- _What you need to do_
The lines to reproduce run from the one containing "target: yellow flower field" to the end of the listing. Reproduce them exactly, both ends included, and nothing else.

- _Provided entries_
===============
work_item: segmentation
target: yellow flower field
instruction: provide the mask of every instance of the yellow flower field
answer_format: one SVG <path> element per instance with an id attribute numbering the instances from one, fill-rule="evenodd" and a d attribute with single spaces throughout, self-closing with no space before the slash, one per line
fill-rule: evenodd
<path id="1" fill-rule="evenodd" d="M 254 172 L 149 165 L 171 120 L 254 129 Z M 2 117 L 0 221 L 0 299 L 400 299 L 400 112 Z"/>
===============
- _Exercise answer_
target: yellow flower field
instruction: provide the mask of every instance of the yellow flower field
answer_format: one SVG <path> element per instance with an id attribute numbering the instances from one, fill-rule="evenodd" and a d attribute with single spaces throughout, self-closing with no space before the slash, one per line
fill-rule: evenodd
<path id="1" fill-rule="evenodd" d="M 254 172 L 149 165 L 171 120 L 254 129 Z M 2 117 L 0 221 L 0 299 L 400 299 L 400 112 Z"/>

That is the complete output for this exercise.